Data extracted from a collection:
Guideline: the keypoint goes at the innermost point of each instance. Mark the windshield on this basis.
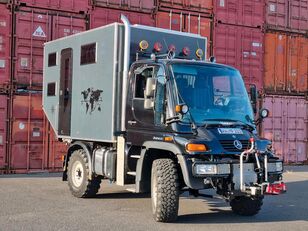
(212, 93)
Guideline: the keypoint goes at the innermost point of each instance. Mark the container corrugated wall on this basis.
(126, 5)
(241, 47)
(287, 15)
(285, 63)
(103, 16)
(76, 6)
(33, 28)
(3, 130)
(5, 45)
(240, 12)
(286, 126)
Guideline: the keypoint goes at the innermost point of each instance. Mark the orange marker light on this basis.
(196, 148)
(199, 53)
(168, 138)
(143, 45)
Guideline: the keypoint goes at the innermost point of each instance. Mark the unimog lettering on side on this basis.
(141, 106)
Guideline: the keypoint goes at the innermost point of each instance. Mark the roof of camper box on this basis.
(134, 26)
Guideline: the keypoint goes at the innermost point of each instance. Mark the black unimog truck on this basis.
(141, 106)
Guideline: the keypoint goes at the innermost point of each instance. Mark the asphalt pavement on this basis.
(43, 202)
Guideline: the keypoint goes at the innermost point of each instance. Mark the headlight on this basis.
(212, 169)
(275, 167)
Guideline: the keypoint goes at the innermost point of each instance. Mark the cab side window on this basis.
(141, 80)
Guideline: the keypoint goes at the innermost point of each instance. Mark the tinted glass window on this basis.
(51, 89)
(52, 59)
(88, 54)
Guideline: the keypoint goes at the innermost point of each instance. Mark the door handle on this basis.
(131, 122)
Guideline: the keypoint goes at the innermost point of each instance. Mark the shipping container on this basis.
(285, 63)
(3, 130)
(189, 5)
(33, 28)
(53, 149)
(102, 16)
(77, 6)
(5, 46)
(129, 5)
(240, 12)
(286, 126)
(287, 15)
(242, 48)
(186, 22)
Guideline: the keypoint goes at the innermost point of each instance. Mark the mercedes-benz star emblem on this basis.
(238, 144)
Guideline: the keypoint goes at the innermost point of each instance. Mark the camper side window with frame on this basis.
(88, 54)
(52, 59)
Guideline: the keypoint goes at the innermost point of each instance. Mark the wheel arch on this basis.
(76, 146)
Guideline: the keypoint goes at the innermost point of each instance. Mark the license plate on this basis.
(235, 131)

Exercise goal: Only the records are wanted, copied exactly, with the pictures dropped.

Completed task:
Guideline: the keypoint goes at the innermost point of each instance. Mark the windshield on this basis.
(212, 93)
Guideline: the keypoint goes at the innermost point of each instance. Mark the container corrugated wall on this basis.
(126, 5)
(241, 47)
(287, 15)
(285, 63)
(103, 16)
(76, 6)
(33, 28)
(3, 130)
(5, 45)
(240, 12)
(286, 126)
Guideline: the keypoint goes at the innermost point of each instance. Mark the orange marker light on this basis.
(196, 148)
(199, 53)
(168, 138)
(143, 45)
Guideline: the keypoint goes at the innermost point of each instance. Mark the unimog lettering on side on this basis.
(141, 106)
Guideline: the keypoint goes at the innermost point of each instance. Mark the roof of camper box on this basis.
(134, 26)
Guideline: the keypoint goes at the innermost point of each instance. Mark the black unimog truck on this basis.
(141, 106)
Guideline: the keypoint goes at the innermost point of each instance. Mark the asphalt pavement on this basis.
(43, 202)
Guideline: the keypoint goes at the innermost point of each instance. Mark the headlight on this basis.
(212, 169)
(275, 167)
Guideline: the keypoint goes at the innermost point of each instance. Mark the cab side window on this basis.
(141, 80)
Guideline: the keypoint goes at the innermost point of each instance. Mark the tinted glass window on this basis.
(51, 89)
(52, 59)
(88, 54)
Guideline: the keypoint goes at the innermost point of each instance. Mark the door handle on this basis.
(131, 122)
Guideline: the keypoint goes at the innermost point of each instance. Mark the shipping container on this basis.
(285, 63)
(3, 130)
(189, 5)
(33, 28)
(53, 149)
(102, 16)
(77, 6)
(5, 46)
(129, 5)
(240, 12)
(286, 126)
(287, 15)
(242, 48)
(186, 22)
Guideline: the keypoint goes at the innermost point of each instance. Mark the mercedes-benz star emblem on this basis.
(238, 144)
Guideline: the keypoint goes at the innermost point of each instance. Mark the camper side window with frame on this basis.
(88, 54)
(52, 59)
Guideline: the keypoint goes at the innermost point of each instance. Mark the wheel arch on this basis.
(76, 146)
Guideline: the keypoint goes at the innermost point of each instance. Mark the license plate on this basis.
(235, 131)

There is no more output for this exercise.